→ TASK TO CARRY OUT: Your response should consist of the lines below, printed exactly.

→ GIVEN ENTRIES:
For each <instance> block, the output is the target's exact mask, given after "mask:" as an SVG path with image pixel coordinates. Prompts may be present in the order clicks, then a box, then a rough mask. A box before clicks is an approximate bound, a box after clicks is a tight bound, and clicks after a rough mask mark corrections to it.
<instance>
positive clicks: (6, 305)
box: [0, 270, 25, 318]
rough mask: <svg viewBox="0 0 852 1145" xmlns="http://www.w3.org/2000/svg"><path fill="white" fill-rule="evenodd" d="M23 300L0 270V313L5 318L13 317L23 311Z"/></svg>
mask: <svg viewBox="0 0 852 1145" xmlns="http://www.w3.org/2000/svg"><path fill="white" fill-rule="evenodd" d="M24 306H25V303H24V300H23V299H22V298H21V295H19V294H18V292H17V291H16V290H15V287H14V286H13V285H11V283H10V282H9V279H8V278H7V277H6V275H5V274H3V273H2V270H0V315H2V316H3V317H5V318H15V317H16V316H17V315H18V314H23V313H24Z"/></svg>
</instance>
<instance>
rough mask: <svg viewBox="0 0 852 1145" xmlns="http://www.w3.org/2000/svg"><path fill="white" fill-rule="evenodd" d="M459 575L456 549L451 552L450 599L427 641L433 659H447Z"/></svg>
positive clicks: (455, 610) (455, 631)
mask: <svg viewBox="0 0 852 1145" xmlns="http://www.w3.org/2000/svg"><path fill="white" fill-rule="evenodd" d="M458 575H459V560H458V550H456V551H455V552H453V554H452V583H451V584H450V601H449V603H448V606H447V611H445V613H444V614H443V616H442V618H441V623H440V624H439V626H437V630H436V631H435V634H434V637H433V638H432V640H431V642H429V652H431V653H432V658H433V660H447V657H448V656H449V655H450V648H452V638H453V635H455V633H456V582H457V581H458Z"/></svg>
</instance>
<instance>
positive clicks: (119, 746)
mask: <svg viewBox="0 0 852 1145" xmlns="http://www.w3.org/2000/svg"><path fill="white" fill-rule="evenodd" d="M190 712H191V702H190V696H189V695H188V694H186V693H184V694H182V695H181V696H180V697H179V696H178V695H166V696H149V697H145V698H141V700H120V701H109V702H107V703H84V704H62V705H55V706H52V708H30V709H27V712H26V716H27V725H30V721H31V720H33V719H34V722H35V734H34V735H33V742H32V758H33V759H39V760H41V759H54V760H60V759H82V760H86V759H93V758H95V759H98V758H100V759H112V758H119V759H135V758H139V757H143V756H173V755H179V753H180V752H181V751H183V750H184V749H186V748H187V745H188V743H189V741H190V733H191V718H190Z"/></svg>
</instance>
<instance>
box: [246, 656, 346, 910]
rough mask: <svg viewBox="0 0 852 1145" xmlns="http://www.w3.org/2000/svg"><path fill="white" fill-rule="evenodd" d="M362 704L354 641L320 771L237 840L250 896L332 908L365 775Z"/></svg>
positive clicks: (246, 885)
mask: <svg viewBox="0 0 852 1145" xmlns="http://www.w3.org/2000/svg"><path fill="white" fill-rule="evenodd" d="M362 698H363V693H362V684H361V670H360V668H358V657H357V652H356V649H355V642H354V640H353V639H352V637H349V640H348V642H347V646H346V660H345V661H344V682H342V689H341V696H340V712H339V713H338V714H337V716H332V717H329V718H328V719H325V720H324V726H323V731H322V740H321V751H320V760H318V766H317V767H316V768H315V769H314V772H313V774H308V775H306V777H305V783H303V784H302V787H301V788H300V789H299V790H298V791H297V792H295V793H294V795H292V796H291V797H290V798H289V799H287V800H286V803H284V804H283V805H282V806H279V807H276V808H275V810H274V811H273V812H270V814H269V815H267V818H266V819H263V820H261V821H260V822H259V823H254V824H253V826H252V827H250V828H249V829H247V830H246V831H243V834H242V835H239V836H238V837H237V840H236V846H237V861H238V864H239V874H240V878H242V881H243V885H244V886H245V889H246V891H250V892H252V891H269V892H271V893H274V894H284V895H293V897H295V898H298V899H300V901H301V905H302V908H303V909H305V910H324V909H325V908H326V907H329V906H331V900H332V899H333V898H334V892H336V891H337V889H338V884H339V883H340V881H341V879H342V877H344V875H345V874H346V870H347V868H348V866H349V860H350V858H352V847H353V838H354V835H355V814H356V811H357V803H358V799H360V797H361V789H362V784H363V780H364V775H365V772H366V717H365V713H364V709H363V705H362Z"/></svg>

→ SOLUTION:
For each <instance> block, the output is the target's exact mask, given after "mask:" as an SVG path with image pixel coordinates. Prompts may be present in the order clicks, then a box, then a rough mask. A box before clicks is an approximate bound, a box after clicks is a tight bound, and clicks after a rough mask mark corrections to it.
<instance>
positive clicks: (6, 305)
box: [0, 270, 25, 318]
rough mask: <svg viewBox="0 0 852 1145" xmlns="http://www.w3.org/2000/svg"><path fill="white" fill-rule="evenodd" d="M23 300L0 270V313L5 318L13 317L23 311Z"/></svg>
mask: <svg viewBox="0 0 852 1145" xmlns="http://www.w3.org/2000/svg"><path fill="white" fill-rule="evenodd" d="M24 306H25V303H24V300H23V299H22V298H21V295H19V294H18V292H17V291H16V290H15V287H14V286H13V285H11V283H10V282H9V279H8V278H7V277H6V275H5V274H3V273H2V270H0V315H2V316H3V317H5V318H15V317H16V316H17V315H18V314H23V313H24Z"/></svg>
</instance>
<instance>
rough mask: <svg viewBox="0 0 852 1145" xmlns="http://www.w3.org/2000/svg"><path fill="white" fill-rule="evenodd" d="M459 575L456 549L451 552L450 599L427 641L433 659H447Z"/></svg>
positive clicks: (455, 610) (455, 631)
mask: <svg viewBox="0 0 852 1145" xmlns="http://www.w3.org/2000/svg"><path fill="white" fill-rule="evenodd" d="M458 575H459V560H458V550H456V551H455V552H453V554H452V583H451V584H450V601H449V603H448V606H447V611H445V613H444V614H443V616H442V618H441V623H440V624H439V626H437V630H436V631H435V634H434V637H433V638H432V640H431V642H429V652H431V653H432V658H433V660H447V657H448V656H449V655H450V648H452V638H453V635H455V633H456V582H457V581H458Z"/></svg>
</instance>
<instance>
positive clicks: (119, 746)
mask: <svg viewBox="0 0 852 1145" xmlns="http://www.w3.org/2000/svg"><path fill="white" fill-rule="evenodd" d="M190 712H191V702H190V696H189V695H188V694H186V693H184V694H182V695H181V696H180V697H179V696H178V695H166V696H149V697H145V698H141V700H120V701H109V702H107V703H84V704H62V705H55V706H52V708H30V709H27V712H26V716H27V725H30V721H31V720H33V719H34V722H35V734H34V735H33V742H32V758H33V759H39V760H41V759H54V760H60V759H82V760H86V759H93V758H95V759H98V758H100V759H112V758H119V759H135V758H139V757H143V756H173V755H179V753H180V752H181V751H183V750H184V749H186V748H187V745H188V743H189V741H190V733H191V718H190Z"/></svg>
</instance>
<instance>
box: [246, 656, 346, 910]
rough mask: <svg viewBox="0 0 852 1145" xmlns="http://www.w3.org/2000/svg"><path fill="white" fill-rule="evenodd" d="M362 704L354 641L320 771L237 840L250 896L332 908L365 775Z"/></svg>
positive clicks: (246, 885)
mask: <svg viewBox="0 0 852 1145" xmlns="http://www.w3.org/2000/svg"><path fill="white" fill-rule="evenodd" d="M362 698H363V693H362V684H361V670H360V668H358V657H357V652H356V649H355V642H354V640H353V639H352V637H349V640H348V642H347V646H346V660H345V661H344V682H342V689H341V696H340V712H339V713H338V714H337V716H332V717H329V718H328V719H325V720H324V726H323V731H322V740H321V751H320V760H318V766H317V767H316V768H315V769H314V772H313V774H308V775H306V777H305V783H303V784H302V787H301V788H300V789H299V790H298V791H297V792H295V793H294V795H292V796H291V797H290V798H289V799H287V800H286V803H284V804H283V805H282V806H279V807H276V808H275V810H274V811H273V812H270V814H269V815H267V818H266V819H263V820H261V821H260V822H259V823H254V824H253V826H252V827H250V828H249V829H247V830H246V831H243V834H242V835H239V836H238V837H237V840H236V846H237V861H238V864H239V874H240V878H242V881H243V885H244V886H245V889H246V891H250V892H252V891H269V892H271V893H274V894H284V895H293V897H295V898H298V899H300V901H301V905H302V908H303V909H305V910H324V909H325V908H326V907H329V906H331V900H332V899H333V898H334V892H336V891H337V889H338V884H339V883H340V881H341V879H342V877H344V875H345V874H346V870H347V868H348V866H349V860H350V858H352V847H353V838H354V835H355V814H356V811H357V803H358V799H360V797H361V789H362V784H363V780H364V775H365V772H366V717H365V713H364V709H363V705H362Z"/></svg>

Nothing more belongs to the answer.